-- What is being asked --
Recast every line of the records below as a JSON list of strings, one string per line, leaving out blank lines and the pictures.

-- The input --
==========

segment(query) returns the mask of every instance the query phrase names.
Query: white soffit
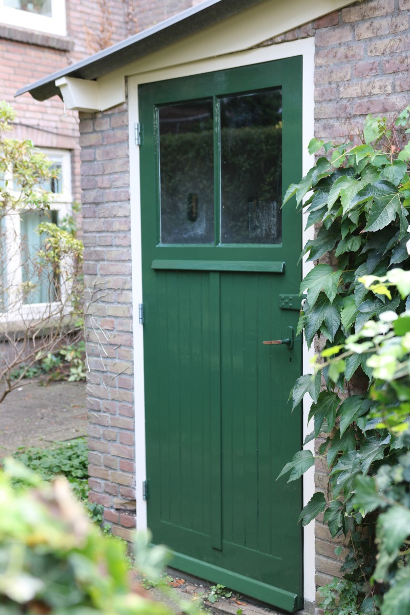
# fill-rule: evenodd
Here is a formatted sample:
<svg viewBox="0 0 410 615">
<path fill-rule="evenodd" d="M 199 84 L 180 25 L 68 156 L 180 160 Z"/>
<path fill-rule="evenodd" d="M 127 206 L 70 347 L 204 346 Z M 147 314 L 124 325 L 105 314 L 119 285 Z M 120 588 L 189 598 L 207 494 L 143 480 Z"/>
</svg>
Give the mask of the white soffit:
<svg viewBox="0 0 410 615">
<path fill-rule="evenodd" d="M 126 76 L 245 51 L 352 4 L 352 0 L 266 0 L 126 64 L 97 81 L 66 77 L 55 84 L 69 109 L 104 111 L 125 101 Z"/>
</svg>

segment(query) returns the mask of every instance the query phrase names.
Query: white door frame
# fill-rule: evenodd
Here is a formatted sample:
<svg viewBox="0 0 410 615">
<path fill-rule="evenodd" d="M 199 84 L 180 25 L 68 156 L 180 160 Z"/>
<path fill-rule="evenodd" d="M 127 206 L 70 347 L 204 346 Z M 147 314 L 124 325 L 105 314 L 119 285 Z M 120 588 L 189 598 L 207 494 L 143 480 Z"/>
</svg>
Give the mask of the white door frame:
<svg viewBox="0 0 410 615">
<path fill-rule="evenodd" d="M 143 499 L 142 482 L 146 479 L 145 449 L 145 404 L 144 397 L 144 353 L 143 327 L 136 320 L 138 304 L 142 302 L 141 200 L 140 180 L 140 148 L 135 145 L 134 125 L 139 121 L 138 85 L 143 83 L 174 79 L 188 75 L 209 73 L 216 70 L 237 68 L 262 62 L 270 62 L 296 55 L 302 57 L 302 172 L 306 174 L 313 164 L 313 157 L 307 152 L 307 145 L 313 136 L 314 101 L 313 71 L 315 45 L 313 38 L 303 39 L 260 47 L 240 53 L 220 56 L 210 59 L 180 65 L 177 66 L 141 73 L 128 77 L 128 127 L 130 145 L 130 189 L 131 207 L 131 247 L 132 258 L 132 297 L 134 314 L 134 399 L 135 403 L 135 461 L 136 485 L 136 527 L 147 527 L 146 502 Z M 187 57 L 189 54 L 187 52 Z M 304 228 L 306 223 L 304 215 Z M 313 229 L 303 231 L 302 243 L 313 238 Z M 302 246 L 301 246 L 301 251 Z M 312 268 L 310 263 L 304 261 L 302 274 L 305 276 Z M 309 360 L 313 350 L 309 350 L 304 344 L 302 369 L 304 373 L 311 371 Z M 303 402 L 304 438 L 309 432 L 307 417 L 311 401 L 307 394 Z M 290 412 L 290 407 L 289 408 Z M 313 442 L 306 447 L 313 452 Z M 315 491 L 314 469 L 311 468 L 303 477 L 304 505 Z M 304 528 L 304 597 L 315 600 L 315 526 L 312 522 Z"/>
</svg>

==========

-- Response --
[
  "segment(query) returns the mask of every instance the query phrase names.",
  "Query: white soffit",
  "# fill-rule: evenodd",
  "Here is a formatted sample:",
  "<svg viewBox=\"0 0 410 615\">",
  "<path fill-rule=\"evenodd\" d=\"M 199 84 L 180 25 L 68 156 L 180 160 Z\"/>",
  "<path fill-rule=\"evenodd\" d=\"M 127 206 L 70 347 L 204 346 Z M 147 314 L 124 325 L 105 314 L 119 285 Z M 120 588 L 189 598 L 207 494 L 143 480 Z\"/>",
  "</svg>",
  "Give the mask of the white soffit:",
  "<svg viewBox=\"0 0 410 615\">",
  "<path fill-rule=\"evenodd\" d=\"M 126 76 L 245 51 L 352 4 L 352 0 L 266 0 L 126 64 L 97 81 L 66 77 L 55 84 L 69 109 L 104 111 L 125 101 Z\"/>",
  "</svg>",
  "segment(query) returns the mask of every instance the query phrase names.",
  "Query: white door frame",
  "# fill-rule: evenodd",
  "Here is a formatted sample:",
  "<svg viewBox=\"0 0 410 615\">",
  "<path fill-rule=\"evenodd\" d=\"M 199 84 L 180 25 L 68 156 L 180 160 Z\"/>",
  "<path fill-rule=\"evenodd\" d=\"M 127 206 L 70 347 L 204 346 Z M 147 314 L 124 325 L 105 314 L 119 285 Z M 120 588 L 189 598 L 207 494 L 143 480 Z\"/>",
  "</svg>",
  "Give the mask of the white door frame:",
  "<svg viewBox=\"0 0 410 615\">",
  "<path fill-rule=\"evenodd\" d=\"M 143 499 L 142 482 L 146 479 L 145 449 L 145 404 L 144 397 L 144 353 L 143 327 L 136 320 L 138 304 L 142 302 L 141 200 L 140 180 L 140 148 L 135 145 L 134 125 L 139 121 L 138 85 L 143 83 L 174 79 L 188 75 L 209 73 L 216 70 L 237 68 L 262 62 L 270 62 L 296 55 L 302 57 L 302 172 L 306 174 L 313 164 L 313 157 L 307 152 L 307 145 L 313 136 L 314 101 L 313 71 L 315 45 L 313 38 L 303 39 L 260 47 L 240 53 L 220 56 L 210 59 L 180 65 L 177 66 L 141 73 L 128 77 L 128 127 L 130 145 L 130 189 L 131 207 L 131 247 L 132 258 L 132 297 L 134 314 L 134 399 L 135 403 L 135 461 L 136 485 L 136 527 L 147 527 L 146 502 Z M 187 57 L 189 54 L 187 52 Z M 304 228 L 306 223 L 304 215 Z M 313 229 L 303 231 L 302 243 L 313 238 Z M 302 246 L 301 246 L 301 251 Z M 312 268 L 310 263 L 304 261 L 302 274 L 305 276 Z M 309 360 L 313 350 L 309 350 L 304 344 L 302 369 L 304 373 L 311 371 Z M 303 402 L 304 438 L 309 432 L 307 417 L 311 401 L 307 394 Z M 290 412 L 290 407 L 289 408 Z M 313 442 L 306 447 L 313 452 Z M 315 491 L 314 469 L 311 468 L 303 477 L 304 505 Z M 304 528 L 304 597 L 315 600 L 315 526 L 312 522 Z\"/>",
  "</svg>"
]